---- Page extract

The life cycle of a destination – from discovery to decline
Discovery or decline?
Why not look at Plog’s profiles again
According to Stanley Plog, various tourist personality types are associated with phases in a destination life cycle because the type of tourist who visits a region indicates the area’s level of development, and in some ways determines its life cycle.
Discovery: During this phase, a little known destination is visited by the first ‘venturers’ in search of new discoveries and unexplored areas. Through word-of-mouth, the area begins to attract more tourists.
Discovery/Development: Once venturers have begun exploring a destination, they are followed by ‘near-venturers’. This creates the first major wave of visitors who – because they are more demanding in terms of services – initiate real development.
Development: With the destination’s notoriety growing, the media, always looking for something new, show up in the region and enthusiastically report on its charm and cachet. This then ‘condemns’ the destination to rapid growth and the arrival of so-called ‘centric travellers’.
Growth continues and everyone is happy: the number and value of hotels increases; jobs multiply; government coffers overflow with taxes; many areas are enhanced; local stakeholders smugly congratulate themselves on finding a gold mine and believe that tourism is the perfect industry to ensure longevity and unlimited growth. By this time, venturers and near-venturers have abandoned the area and mass tourism has arrived.

--------
---- Given data

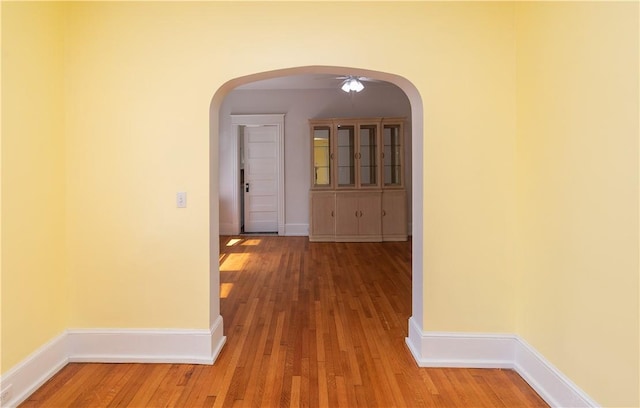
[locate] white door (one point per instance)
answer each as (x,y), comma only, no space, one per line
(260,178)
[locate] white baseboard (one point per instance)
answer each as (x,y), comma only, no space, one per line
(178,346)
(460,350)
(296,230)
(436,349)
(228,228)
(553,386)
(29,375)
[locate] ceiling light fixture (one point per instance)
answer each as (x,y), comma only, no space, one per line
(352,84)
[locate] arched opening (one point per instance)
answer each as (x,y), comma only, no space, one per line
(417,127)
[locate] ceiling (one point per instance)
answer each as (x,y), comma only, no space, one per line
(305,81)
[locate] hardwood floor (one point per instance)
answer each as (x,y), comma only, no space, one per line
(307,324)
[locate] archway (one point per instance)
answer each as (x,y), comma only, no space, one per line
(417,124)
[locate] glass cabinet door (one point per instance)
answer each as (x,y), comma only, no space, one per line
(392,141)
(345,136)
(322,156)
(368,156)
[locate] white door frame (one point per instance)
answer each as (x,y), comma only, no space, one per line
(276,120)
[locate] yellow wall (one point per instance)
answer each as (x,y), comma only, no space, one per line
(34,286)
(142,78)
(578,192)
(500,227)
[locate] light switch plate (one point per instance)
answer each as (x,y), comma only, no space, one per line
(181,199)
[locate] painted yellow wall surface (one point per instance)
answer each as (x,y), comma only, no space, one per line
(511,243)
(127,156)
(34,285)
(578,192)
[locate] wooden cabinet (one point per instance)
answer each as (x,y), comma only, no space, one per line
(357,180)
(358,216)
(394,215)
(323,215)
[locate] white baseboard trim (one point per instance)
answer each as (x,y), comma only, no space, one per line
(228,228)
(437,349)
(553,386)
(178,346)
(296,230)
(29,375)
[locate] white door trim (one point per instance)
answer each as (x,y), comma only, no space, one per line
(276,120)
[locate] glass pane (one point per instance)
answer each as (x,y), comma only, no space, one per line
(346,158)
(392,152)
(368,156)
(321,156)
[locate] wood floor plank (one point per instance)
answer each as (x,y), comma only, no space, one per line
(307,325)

--------
---- Given data

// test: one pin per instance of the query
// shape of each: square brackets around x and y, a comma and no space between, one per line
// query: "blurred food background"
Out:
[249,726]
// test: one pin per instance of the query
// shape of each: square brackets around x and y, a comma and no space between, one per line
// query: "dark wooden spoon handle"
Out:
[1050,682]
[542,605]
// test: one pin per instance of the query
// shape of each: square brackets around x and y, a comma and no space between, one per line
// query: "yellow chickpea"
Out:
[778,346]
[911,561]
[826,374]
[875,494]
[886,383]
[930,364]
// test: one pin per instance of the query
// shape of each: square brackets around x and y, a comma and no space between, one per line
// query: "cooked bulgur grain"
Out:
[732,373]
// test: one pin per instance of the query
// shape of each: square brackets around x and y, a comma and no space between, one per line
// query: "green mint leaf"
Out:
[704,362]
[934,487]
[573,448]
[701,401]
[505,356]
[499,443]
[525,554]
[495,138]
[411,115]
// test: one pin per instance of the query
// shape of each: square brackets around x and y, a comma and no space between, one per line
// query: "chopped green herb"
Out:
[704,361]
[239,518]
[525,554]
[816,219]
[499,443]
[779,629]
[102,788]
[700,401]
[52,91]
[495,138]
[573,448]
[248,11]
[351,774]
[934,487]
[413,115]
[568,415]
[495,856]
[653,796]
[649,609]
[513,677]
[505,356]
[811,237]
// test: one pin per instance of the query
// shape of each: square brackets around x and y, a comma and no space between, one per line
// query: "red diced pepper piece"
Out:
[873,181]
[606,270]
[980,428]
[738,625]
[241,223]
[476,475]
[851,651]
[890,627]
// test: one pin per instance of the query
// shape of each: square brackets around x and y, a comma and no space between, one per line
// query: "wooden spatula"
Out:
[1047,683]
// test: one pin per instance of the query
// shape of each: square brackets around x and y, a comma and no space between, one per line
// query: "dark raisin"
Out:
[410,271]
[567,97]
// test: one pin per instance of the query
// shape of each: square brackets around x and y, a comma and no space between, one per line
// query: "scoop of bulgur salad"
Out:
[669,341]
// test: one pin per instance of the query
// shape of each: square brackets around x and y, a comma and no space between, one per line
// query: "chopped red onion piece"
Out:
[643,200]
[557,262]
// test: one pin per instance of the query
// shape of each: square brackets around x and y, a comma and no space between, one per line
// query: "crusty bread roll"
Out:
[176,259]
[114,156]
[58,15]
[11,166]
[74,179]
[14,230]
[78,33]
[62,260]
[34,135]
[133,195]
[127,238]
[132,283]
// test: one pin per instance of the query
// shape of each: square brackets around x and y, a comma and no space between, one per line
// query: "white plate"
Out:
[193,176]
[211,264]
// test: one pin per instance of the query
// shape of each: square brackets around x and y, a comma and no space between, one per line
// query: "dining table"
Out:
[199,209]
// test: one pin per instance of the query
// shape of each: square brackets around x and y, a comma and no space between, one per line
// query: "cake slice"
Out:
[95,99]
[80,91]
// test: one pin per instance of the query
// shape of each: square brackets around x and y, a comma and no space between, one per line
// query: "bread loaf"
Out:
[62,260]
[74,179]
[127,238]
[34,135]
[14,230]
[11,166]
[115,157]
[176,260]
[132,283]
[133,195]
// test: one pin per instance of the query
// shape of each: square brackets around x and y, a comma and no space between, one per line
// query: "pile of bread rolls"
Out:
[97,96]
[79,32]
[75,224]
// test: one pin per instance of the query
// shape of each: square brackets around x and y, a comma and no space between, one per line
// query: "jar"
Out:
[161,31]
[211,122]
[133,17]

--------

_Work to complete_
A: In the destination life cycle text, who follows the venturers once they have begun exploring a destination?
B: Swap "visitors" for "travelers" in the part of the destination life cycle text that opens with the words containing "Discovery/Development: Once venturers" and closes with "initiate real development.", and write out that part.
C: Based on the destination life cycle text, are these statements correct? (i) In the discovery phase, word-of-mouth draws more tourists to the area. (ii) The media show up in the region during the discovery phase. (iii) Venturers remain in the area once mass tourism has arrived.

_Answers to the tasks_
A: Near-venturers.

B:
Discovery/Development: Once venturers have begun exploring a destination, they are followed by ‘near-venturers’. This creates the first major wave of travelers who – because they are more demanding in terms of services – initiate real development.

C:
(i) Yes: "Through word-of-mouth, the area begins to attract more tourists."
(ii) No: "Development: With the destination’s notoriety growing, the media, always looking for something new, show up in the region"
(iii) No: "venturers and near-venturers have abandoned the area and mass tourism has arrived."